START

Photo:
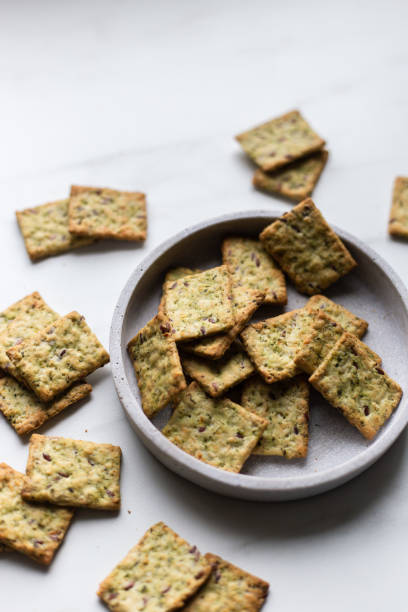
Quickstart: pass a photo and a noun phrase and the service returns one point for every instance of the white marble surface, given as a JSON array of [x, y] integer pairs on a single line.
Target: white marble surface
[[148, 95]]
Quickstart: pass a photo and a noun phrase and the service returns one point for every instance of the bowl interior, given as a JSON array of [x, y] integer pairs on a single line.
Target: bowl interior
[[368, 292]]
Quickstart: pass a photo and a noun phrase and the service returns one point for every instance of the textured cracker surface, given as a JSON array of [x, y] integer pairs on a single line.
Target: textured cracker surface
[[216, 377], [349, 321], [244, 304], [23, 327], [199, 305], [251, 267], [229, 589], [295, 181], [157, 575], [324, 334], [73, 473], [398, 223], [32, 529], [277, 142], [25, 412], [157, 366], [351, 380], [107, 213], [45, 230], [285, 405], [273, 344], [61, 354], [307, 249], [218, 432]]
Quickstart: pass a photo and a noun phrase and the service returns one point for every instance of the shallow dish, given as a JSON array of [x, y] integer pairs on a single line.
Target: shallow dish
[[337, 452]]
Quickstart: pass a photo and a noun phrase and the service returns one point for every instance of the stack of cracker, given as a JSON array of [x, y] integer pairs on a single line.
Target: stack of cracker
[[164, 572], [202, 343], [89, 214], [289, 154]]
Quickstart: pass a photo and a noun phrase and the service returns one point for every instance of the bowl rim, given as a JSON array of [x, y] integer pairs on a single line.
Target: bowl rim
[[246, 486]]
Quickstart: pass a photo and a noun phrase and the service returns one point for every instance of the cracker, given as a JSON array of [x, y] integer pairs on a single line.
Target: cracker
[[351, 381], [349, 321], [307, 249], [218, 432], [229, 589], [274, 343], [216, 377], [26, 325], [323, 336], [398, 223], [295, 181], [58, 356], [157, 366], [199, 305], [158, 574], [251, 267], [32, 529], [282, 140], [45, 230], [69, 472], [285, 405], [99, 212], [214, 347], [25, 412]]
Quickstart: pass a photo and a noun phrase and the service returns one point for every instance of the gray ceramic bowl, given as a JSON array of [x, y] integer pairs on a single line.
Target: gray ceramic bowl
[[337, 452]]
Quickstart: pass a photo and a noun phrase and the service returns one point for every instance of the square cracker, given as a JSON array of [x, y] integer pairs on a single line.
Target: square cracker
[[250, 267], [398, 223], [295, 181], [285, 405], [69, 472], [307, 249], [324, 334], [25, 412], [229, 589], [277, 142], [216, 377], [349, 321], [26, 325], [158, 574], [99, 212], [157, 366], [32, 529], [273, 344], [58, 356], [244, 303], [199, 305], [45, 230], [351, 381], [218, 432]]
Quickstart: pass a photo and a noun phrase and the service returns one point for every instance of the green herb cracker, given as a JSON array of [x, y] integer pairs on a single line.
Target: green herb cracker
[[25, 412], [69, 472], [398, 223], [157, 366], [229, 589], [45, 230], [307, 249], [97, 212], [285, 405], [216, 377], [199, 305], [157, 575], [32, 529], [352, 381], [280, 141], [218, 432], [250, 267], [58, 356], [295, 181]]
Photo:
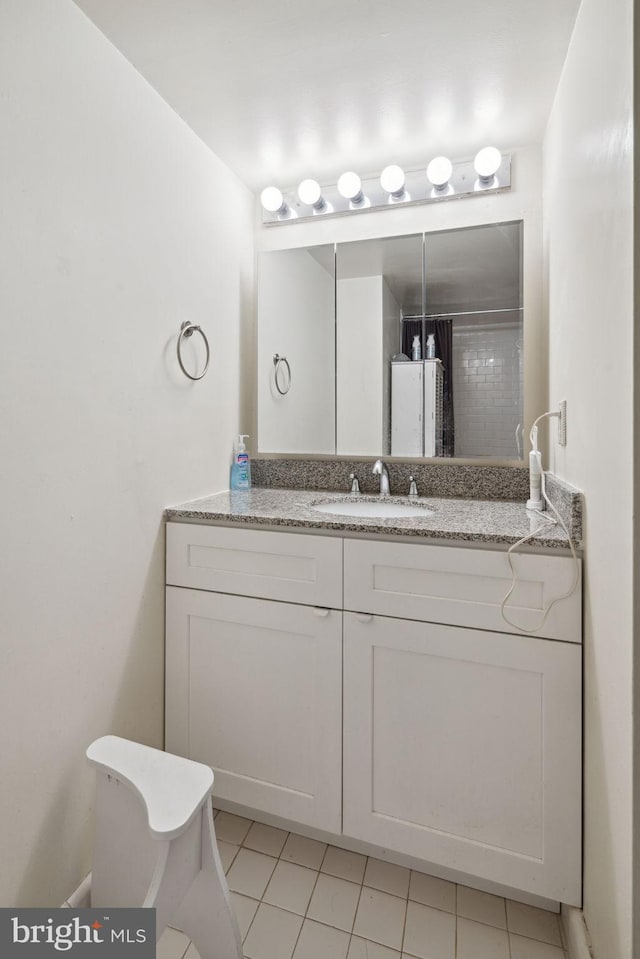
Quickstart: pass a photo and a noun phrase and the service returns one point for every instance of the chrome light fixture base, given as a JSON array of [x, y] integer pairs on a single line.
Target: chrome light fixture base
[[463, 182]]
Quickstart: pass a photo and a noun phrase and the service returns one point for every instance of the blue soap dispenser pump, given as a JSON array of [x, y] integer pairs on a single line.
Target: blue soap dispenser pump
[[241, 469]]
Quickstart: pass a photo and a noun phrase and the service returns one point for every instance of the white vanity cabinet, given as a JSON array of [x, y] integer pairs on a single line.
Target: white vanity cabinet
[[254, 686], [402, 711]]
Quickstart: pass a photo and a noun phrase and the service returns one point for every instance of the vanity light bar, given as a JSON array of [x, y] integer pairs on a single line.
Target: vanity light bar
[[488, 172]]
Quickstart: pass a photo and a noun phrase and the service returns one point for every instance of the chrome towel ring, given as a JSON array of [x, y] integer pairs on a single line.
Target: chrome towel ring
[[278, 361], [187, 329]]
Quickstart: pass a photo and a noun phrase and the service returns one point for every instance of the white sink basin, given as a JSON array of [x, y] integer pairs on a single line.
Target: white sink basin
[[381, 510]]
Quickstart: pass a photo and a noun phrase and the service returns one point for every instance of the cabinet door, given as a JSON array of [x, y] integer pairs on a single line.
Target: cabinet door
[[254, 689], [462, 747]]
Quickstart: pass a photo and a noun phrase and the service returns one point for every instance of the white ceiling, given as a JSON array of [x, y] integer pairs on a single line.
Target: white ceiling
[[283, 89]]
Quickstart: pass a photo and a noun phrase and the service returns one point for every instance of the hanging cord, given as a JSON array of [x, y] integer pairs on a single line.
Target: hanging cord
[[548, 521]]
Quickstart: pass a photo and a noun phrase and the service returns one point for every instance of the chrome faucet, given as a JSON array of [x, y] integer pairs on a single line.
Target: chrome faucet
[[379, 469]]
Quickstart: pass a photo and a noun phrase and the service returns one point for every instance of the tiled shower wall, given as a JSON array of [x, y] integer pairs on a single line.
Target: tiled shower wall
[[487, 389]]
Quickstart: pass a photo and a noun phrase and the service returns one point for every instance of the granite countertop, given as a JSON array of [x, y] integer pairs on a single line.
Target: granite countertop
[[461, 520]]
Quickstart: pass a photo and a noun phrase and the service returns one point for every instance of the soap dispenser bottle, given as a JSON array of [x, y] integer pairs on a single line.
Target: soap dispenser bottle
[[241, 468]]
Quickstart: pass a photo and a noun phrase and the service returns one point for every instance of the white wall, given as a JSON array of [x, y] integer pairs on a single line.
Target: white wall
[[523, 201], [296, 301], [368, 323], [588, 202], [116, 225]]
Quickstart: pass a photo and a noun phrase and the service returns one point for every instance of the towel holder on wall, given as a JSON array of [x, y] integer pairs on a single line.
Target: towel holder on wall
[[277, 362], [188, 329]]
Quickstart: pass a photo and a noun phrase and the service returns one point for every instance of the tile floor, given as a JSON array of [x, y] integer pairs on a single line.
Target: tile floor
[[296, 898]]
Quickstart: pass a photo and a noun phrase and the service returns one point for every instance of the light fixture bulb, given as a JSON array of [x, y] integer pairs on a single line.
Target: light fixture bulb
[[273, 200], [439, 172], [350, 187], [310, 193], [392, 180], [487, 163]]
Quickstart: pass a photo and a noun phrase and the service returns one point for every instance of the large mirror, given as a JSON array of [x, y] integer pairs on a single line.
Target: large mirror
[[407, 346]]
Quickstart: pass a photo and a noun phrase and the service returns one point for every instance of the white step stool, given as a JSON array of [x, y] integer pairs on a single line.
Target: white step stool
[[155, 843]]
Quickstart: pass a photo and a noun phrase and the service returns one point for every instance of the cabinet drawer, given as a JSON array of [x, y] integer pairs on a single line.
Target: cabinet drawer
[[284, 566], [462, 587]]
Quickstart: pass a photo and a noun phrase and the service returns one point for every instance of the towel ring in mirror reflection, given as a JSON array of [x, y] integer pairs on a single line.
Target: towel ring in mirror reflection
[[278, 362], [186, 330]]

END

Task description: Reproduce only the lines between the line containing "tile floor, given" and the last line of the records, those two lines included, exactly.

Solution to the problem:
Quickstart: pass a photo and a noun phrase and the service returns one point for every instance of the tile floor, given as a JSON array of [x, y] integer pairs on a single line.
Target: tile floor
[[296, 898]]
Quickstart: pass a photo and a noun phrase and the service returns one point for every instance of the light fixture bulb, given as a JSON array of [x, y] integer pairs on a single line.
Target: light fixture bulb
[[273, 200], [439, 172], [350, 187], [310, 193], [392, 180], [487, 163]]
Quickstart: pass a photo and a noun phrase and the service returns one point for every instance of the large mirror, given as a JSON array of [x, y] integer pairs on a single line.
Target: large mirror
[[407, 346]]
Quickstart: pass a photo and a noun phrase and the service returns one point for every instance of the white step stool, given as a JSON array of [x, y] integer pairs on a single line.
Target: white step stool
[[155, 843]]
Quickstart: pass a photo and a noun phrase and the service returns one point for every instance of the cabinet drawer, given as a JSON array of [x, y] integer pairs on a single line.
Target: cabinet drawer
[[284, 566], [462, 587]]
Quickstart: pass a photo and a noun phrase and the service returns one point for every instance of the towel ring in mirror reflection, given as a JSON array of [x, y] integer pairs on a single line.
Target: towel ring in mirror reflection
[[278, 362], [186, 330]]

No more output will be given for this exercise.